:: Supplied entries ::
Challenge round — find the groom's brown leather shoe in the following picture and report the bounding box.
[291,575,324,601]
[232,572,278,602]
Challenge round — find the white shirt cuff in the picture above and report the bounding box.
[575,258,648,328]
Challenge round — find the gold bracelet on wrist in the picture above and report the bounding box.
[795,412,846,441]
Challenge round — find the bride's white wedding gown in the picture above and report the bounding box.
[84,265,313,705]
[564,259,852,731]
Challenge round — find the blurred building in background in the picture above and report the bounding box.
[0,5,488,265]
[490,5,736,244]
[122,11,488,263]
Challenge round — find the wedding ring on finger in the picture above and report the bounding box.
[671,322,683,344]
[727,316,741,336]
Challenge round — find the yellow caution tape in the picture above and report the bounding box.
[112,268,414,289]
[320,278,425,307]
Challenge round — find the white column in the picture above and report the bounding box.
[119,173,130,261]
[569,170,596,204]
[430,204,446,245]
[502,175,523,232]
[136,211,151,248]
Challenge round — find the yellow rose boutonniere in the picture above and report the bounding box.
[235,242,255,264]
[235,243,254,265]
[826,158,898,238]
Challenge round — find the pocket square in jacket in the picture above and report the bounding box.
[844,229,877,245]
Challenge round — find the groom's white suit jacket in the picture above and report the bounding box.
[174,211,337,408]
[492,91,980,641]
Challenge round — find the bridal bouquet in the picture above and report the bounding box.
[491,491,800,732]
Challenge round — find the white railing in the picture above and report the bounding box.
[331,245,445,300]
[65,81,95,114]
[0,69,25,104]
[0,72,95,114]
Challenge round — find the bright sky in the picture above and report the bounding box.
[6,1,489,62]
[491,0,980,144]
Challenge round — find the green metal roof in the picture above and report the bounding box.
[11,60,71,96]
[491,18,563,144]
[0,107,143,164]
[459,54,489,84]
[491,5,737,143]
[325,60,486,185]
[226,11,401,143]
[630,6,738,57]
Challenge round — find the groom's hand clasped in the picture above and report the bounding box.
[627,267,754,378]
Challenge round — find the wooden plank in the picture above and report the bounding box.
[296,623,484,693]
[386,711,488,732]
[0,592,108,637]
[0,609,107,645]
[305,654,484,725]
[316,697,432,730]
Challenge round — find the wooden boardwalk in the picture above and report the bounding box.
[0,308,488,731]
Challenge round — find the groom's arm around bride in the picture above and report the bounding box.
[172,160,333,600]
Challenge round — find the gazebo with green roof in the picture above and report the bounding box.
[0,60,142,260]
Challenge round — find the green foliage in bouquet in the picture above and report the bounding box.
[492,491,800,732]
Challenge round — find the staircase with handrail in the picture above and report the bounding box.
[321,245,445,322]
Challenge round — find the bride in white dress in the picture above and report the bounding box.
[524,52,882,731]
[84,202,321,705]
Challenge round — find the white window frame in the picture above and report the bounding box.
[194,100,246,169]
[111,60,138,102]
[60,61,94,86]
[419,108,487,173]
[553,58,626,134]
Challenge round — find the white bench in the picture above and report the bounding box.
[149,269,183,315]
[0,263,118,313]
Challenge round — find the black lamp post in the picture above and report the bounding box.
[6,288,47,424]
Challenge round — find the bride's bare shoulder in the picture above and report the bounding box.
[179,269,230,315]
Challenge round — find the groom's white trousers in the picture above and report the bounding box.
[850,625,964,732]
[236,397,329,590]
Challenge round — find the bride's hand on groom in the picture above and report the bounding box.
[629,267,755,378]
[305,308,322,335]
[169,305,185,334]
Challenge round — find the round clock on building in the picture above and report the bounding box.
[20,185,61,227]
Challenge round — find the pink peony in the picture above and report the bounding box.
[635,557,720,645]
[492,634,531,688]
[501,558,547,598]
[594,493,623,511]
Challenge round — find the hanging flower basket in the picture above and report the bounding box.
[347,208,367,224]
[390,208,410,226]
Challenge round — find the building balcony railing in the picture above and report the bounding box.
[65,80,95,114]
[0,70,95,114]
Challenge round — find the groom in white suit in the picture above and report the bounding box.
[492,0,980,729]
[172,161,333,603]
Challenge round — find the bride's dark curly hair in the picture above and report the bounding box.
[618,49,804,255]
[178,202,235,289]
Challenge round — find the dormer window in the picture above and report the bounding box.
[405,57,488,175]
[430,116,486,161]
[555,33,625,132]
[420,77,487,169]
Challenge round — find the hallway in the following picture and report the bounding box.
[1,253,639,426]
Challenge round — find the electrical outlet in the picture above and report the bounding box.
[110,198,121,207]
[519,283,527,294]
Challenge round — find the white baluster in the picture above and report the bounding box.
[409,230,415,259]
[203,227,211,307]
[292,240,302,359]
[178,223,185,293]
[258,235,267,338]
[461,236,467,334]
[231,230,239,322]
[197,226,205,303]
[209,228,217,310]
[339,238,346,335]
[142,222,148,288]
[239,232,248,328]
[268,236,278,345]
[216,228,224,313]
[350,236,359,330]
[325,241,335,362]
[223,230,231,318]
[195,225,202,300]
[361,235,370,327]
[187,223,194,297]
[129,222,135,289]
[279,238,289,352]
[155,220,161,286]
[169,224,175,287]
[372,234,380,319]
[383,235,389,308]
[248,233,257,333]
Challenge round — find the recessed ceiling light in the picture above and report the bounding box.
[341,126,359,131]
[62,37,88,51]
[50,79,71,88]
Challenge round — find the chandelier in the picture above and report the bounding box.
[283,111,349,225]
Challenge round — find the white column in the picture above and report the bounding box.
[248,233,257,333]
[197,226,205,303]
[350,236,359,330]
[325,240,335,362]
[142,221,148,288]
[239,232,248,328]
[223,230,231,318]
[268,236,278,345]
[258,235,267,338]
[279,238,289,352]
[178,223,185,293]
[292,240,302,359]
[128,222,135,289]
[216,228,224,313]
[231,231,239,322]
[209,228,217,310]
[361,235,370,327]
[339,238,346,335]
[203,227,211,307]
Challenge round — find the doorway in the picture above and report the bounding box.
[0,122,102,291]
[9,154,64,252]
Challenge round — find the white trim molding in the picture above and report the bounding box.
:::
An exact copy of the listing above is what this exercise asks for.

Output of the task:
Challenge round — find the groom's brown leather shoe in the following picture and report the bounding box.
[291,575,324,601]
[232,572,278,602]
Challenge round — find the white shirt cuff in the picture above and report the bounding box.
[575,258,648,328]
Challenge round — find the gold bracelet on wrist in the picture above and report the bounding box.
[795,412,846,441]
Challenge round — find the bride's white wedding gown in the picture above and report the bounding box.
[84,265,313,705]
[564,259,852,731]
Challenge round — find the blurred building in background in the picture above and report the bounding box.
[0,5,488,265]
[490,5,736,244]
[122,11,488,263]
Challenge round — find the wedding ring on finger in the picture above and report the bounding box.
[671,322,683,344]
[727,316,741,336]
Challenge round — find the yellow caution tape in the picture above and report the bounding box.
[112,268,414,289]
[320,278,425,307]
Challenge round — find the white column in the picture above and report the bounding box.
[119,173,130,261]
[569,170,596,204]
[430,204,446,245]
[502,175,523,232]
[136,211,151,248]
Challenge round — find the yellow rose boutonniere in the picture above and report the bounding box.
[235,242,255,264]
[235,243,254,265]
[826,158,898,238]
Challenge round — find the pocket square in jacket in the picture above and report the bounding box.
[844,229,877,245]
Challenge round — find the groom's white suit jacket in the picture above and report the bounding box.
[174,211,337,408]
[492,91,980,641]
Challenge round — find the bridal bouquet in the picture above and report the bounding box.
[491,491,800,732]
Challenge round — find the white railing in the picture above and report the bounding box.
[331,245,445,300]
[65,81,95,114]
[0,69,25,104]
[0,72,95,114]
Challenge round — find the bright sky in the picture above and report the bounding box.
[6,1,489,62]
[491,0,980,144]
Challenge round — find the green metal roof in the picture above and report the bounding box.
[11,60,71,96]
[491,18,563,144]
[0,107,143,164]
[459,54,489,84]
[491,5,737,143]
[325,60,486,185]
[226,11,401,143]
[630,6,738,57]
Challenge round — find the groom's hand clasped in the picture above and report the bounding box.
[627,267,754,378]
Challenge round — find the wooden plank in the picture above and report the bounding box.
[296,623,484,693]
[386,711,488,732]
[0,592,108,637]
[0,609,107,645]
[305,654,484,725]
[316,697,432,730]
Challenge round — find the wooden boardwalk in the picture above and report the bounding box.
[0,308,488,731]
Challenge round — find the groom's arm around bride in the picture above and report the bounding box.
[172,160,333,600]
Challenge round — find the gazebo with green roof in the picture above and report the bounding box.
[0,60,142,260]
Challenge round — find the green foliage in bouquet in the picture above and report the bounding box.
[492,491,800,732]
Challenge round — find the staircase with handrail in the picture above and report the bounding box.
[321,245,445,322]
Challenge round — find the bride in white dress in the picture above and report the bounding box.
[524,52,882,731]
[84,202,321,705]
Challenge round — find the white window frame in the picture above and report the bounding box.
[194,100,246,169]
[111,60,138,102]
[60,61,94,86]
[419,108,487,173]
[553,58,626,134]
Challenge round — find the white bench in the picture above and report the bounding box.
[149,269,183,315]
[0,263,118,313]
Challenge round — find the black lamp post in the picture above and report the bounding box.
[6,288,47,424]
Challenge round — find the bride's bare shoulder in the picture above and report the bounding box.
[179,269,230,315]
Challenge round — find the groom's white trousers in the picture above and report the bounding box.
[850,625,964,732]
[236,397,329,590]
Challenge round — find the bride's hand on groom in the picture above and report the bounding box.
[629,267,755,378]
[305,308,322,335]
[169,305,185,334]
Challenge round — find the round clock on building in the picture above and report the bounding box.
[20,185,61,227]
Challenge round — find the pink peony in the picture above and report the bounding box.
[635,557,720,645]
[492,634,531,688]
[501,558,547,598]
[594,493,623,511]
Challenge round — find the hanging flower basket in the picture above and report the bounding box.
[347,208,367,224]
[390,208,410,226]
Challenge round — find the building balcony railing in the picture above and report the bounding box.
[65,80,95,114]
[0,70,95,114]
Challenge round — find the groom in white suit in the picture above and report the bounding box.
[492,0,980,729]
[172,161,333,603]
Challenge round — find the bride's dark curly hair in the picture above and report the bounding box.
[618,49,804,255]
[178,202,235,289]
Challenge round — find the dormer window in the picture above and report the bounding box.
[405,57,488,175]
[430,116,486,161]
[555,33,625,132]
[420,77,487,169]
Challenge round — find the hallway in the following picture and report the bounding box.
[1,253,639,426]
Challenge round — find the electrical outlet in the picture above and report the bounding box.
[110,198,121,207]
[519,283,527,294]
Challenge round — find the white baluster in the picture above and report the bounding box.
[409,230,415,259]
[203,227,211,307]
[292,240,302,359]
[178,223,185,293]
[258,235,267,338]
[461,236,467,334]
[231,230,239,322]
[197,226,205,303]
[209,228,217,310]
[339,238,346,335]
[142,222,148,288]
[239,232,248,328]
[268,236,278,345]
[216,228,224,313]
[350,236,359,330]
[325,241,335,362]
[223,230,231,318]
[195,225,202,300]
[361,235,370,327]
[187,223,194,297]
[129,222,135,289]
[279,238,289,352]
[155,220,161,286]
[169,224,175,287]
[372,234,380,319]
[383,235,389,308]
[248,233,257,333]
Challenge round — find the recessed ceiling light in the picture above and report the bounding box.
[341,126,359,131]
[62,37,88,51]
[50,79,71,88]
Challenge round — find the chandelier in the picture above and report the bounding box.
[283,111,349,225]
Challenge round — find the white column in the picture above and report the bounding box.
[248,233,257,333]
[197,226,205,303]
[350,236,359,330]
[325,240,335,362]
[142,221,148,288]
[239,232,248,328]
[223,230,231,318]
[268,236,278,345]
[258,235,267,338]
[279,238,289,352]
[178,223,185,293]
[292,240,302,359]
[128,222,135,289]
[216,228,224,313]
[231,231,239,322]
[209,228,217,310]
[361,235,370,327]
[339,238,346,335]
[203,227,211,307]
Challenge round — find the doorway in the picture above and report the bounding box.
[0,122,102,291]
[9,154,64,252]
Challenge round — find the white trim molding in the picture above and report the bounding box.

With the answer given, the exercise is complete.